=== Directive ===
Type out all the records word for word. Any pictures are to be left out.
===== Supplied data =====
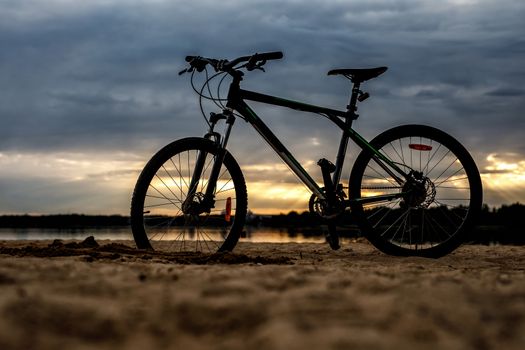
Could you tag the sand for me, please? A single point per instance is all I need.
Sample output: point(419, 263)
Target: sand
point(84, 295)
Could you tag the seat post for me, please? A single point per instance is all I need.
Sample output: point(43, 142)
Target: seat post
point(352, 105)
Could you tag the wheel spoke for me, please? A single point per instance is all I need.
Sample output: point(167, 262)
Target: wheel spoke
point(164, 216)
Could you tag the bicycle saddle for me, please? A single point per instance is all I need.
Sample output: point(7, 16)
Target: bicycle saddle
point(359, 75)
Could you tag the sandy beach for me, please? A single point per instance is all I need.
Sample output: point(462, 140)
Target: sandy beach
point(107, 295)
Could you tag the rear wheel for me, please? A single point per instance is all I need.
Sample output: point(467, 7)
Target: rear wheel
point(436, 203)
point(165, 215)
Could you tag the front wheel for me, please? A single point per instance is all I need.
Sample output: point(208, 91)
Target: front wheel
point(425, 213)
point(160, 218)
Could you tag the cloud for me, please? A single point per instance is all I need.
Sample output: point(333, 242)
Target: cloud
point(101, 76)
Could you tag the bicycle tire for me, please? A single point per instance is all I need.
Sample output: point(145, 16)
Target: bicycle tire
point(432, 218)
point(157, 220)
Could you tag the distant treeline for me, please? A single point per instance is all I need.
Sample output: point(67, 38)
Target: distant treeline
point(496, 225)
point(62, 221)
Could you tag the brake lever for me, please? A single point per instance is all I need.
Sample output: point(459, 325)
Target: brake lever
point(187, 70)
point(254, 66)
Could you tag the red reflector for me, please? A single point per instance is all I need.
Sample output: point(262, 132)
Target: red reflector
point(420, 147)
point(228, 213)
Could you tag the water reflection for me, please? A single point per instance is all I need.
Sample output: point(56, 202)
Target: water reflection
point(256, 235)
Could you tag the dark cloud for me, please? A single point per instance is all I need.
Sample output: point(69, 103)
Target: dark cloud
point(102, 75)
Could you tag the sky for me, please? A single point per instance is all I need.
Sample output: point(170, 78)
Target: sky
point(90, 90)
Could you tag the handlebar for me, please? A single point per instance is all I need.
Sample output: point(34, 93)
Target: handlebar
point(255, 61)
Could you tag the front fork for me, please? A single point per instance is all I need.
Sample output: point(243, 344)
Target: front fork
point(197, 203)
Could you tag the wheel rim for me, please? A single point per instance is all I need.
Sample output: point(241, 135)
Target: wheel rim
point(166, 225)
point(437, 197)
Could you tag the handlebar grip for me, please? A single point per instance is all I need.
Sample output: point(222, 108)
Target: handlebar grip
point(276, 55)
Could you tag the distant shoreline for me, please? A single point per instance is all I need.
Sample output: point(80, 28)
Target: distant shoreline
point(494, 228)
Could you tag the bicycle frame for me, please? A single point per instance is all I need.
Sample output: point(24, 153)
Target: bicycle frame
point(343, 119)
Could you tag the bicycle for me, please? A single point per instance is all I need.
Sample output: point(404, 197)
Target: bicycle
point(413, 189)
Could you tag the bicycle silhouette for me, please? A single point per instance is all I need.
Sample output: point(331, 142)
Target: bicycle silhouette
point(413, 189)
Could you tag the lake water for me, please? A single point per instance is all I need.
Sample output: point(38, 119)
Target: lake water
point(259, 235)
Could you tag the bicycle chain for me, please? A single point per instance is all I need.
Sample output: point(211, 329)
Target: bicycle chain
point(380, 188)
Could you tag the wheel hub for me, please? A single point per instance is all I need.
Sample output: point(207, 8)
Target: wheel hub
point(420, 191)
point(195, 205)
=====
=== Task output ===
Could you tag the sand for me, please? A single point per instance is all I need.
Sample output: point(419, 263)
Target: sand
point(84, 295)
Could you tag the seat post for me, please? A single point per instance is all I need.
Sample output: point(43, 142)
Target: seat post
point(352, 105)
Could you tag the wheel spoke for me, please? A single point per instance is all I need.
Sample output: point(167, 262)
Target: wheel spoke
point(164, 216)
Could you tag the bicycle saddle for me, please? A single point per instance is all I need.
Sample output: point(7, 16)
Target: bicycle saddle
point(359, 75)
Could you tag the sandy beach for me, please? A single point per instance is all I need.
Sample output: point(462, 140)
Target: sandy beach
point(107, 295)
Could you tag the rear wheel for me, please? A single point per instance is all I need.
Sample output: point(467, 7)
Target: rear wheel
point(436, 203)
point(165, 215)
Could you tag the front wheel for me, please? A single point per instance is all I need.
Sample output: point(208, 91)
Target: front wheel
point(425, 213)
point(160, 218)
Could you tag the cloud for me, please? A single point per instance is all I need.
Sample output: point(333, 242)
Target: cloud
point(101, 76)
Could you tag the bicycle tire for me, please? A single point per instance is all I need.
Sample output: point(145, 16)
Target: bicycle tire
point(432, 218)
point(157, 220)
Could you tag the distant treeline for me, please? A single point per instance is all I need.
Sample output: point(67, 38)
Target: distant treeline
point(496, 225)
point(62, 221)
Could you tag the brake lever for me, please? A single point per instance is all I need.
Sample output: point(459, 325)
Target: brake lever
point(187, 70)
point(254, 66)
Could you tag the red reflector for me, please? A single point per instance is all I need.
Sample output: point(262, 132)
Target: red reflector
point(420, 147)
point(228, 213)
Could you tag the water reflection for me, please? A single point per instance is all I need.
Sample output: point(56, 202)
Target: water reflection
point(256, 235)
Could you tag the dark cloud for me, please? A single point per instance is all I need.
Sample output: point(69, 103)
Target: dark cloud
point(102, 75)
Could you tag the sky for me, please? A single point per instance is all I need.
Sample output: point(170, 78)
Target: sky
point(90, 90)
Could you tag the handlebar for me, please? A single point per instance is all I need.
Sample output: point(34, 93)
Target: handlebar
point(255, 61)
Could you tag the front fork for me, please? A single point per instance is all I need.
Sample output: point(243, 344)
Target: front fork
point(197, 203)
Could you tag the wheel rim for me, please? A single point per instance is all I need.
Sample output: point(241, 135)
Target: wheel rim
point(166, 225)
point(437, 197)
Could you tag the handlebar grip for me, please? A single point per instance is all I need.
Sample output: point(222, 108)
Target: handlebar grip
point(276, 55)
Could you tag the distant shoreline for me, please? A single point per instance is all I need.
Sample output: point(80, 28)
Target: distant shoreline
point(494, 228)
Could you tag the bicycle frame for me, please? A single point per instance is all I need.
Sample output: point(24, 153)
Target: bicycle frame
point(343, 119)
Could you tag the bicycle for me, please? A single point per instance is all I need.
Sample output: point(404, 197)
Target: bicycle
point(413, 189)
Could you tag the bicycle silhouette for me, please? A single point per instance is all I need.
Sample output: point(331, 142)
Target: bicycle silhouette
point(413, 189)
Could you tag the lake water for me, please? A single point per instance is all I need.
Sample output: point(38, 119)
Target: lake water
point(259, 235)
Could you tag the bicycle chain for me, please? A single point per instance is all I need.
Sample output: point(211, 329)
Target: bicycle chain
point(380, 188)
Could you tag the wheel hub for me, please? A single point per instance is all I need.
Sample output: point(207, 8)
Target: wheel hub
point(420, 191)
point(195, 205)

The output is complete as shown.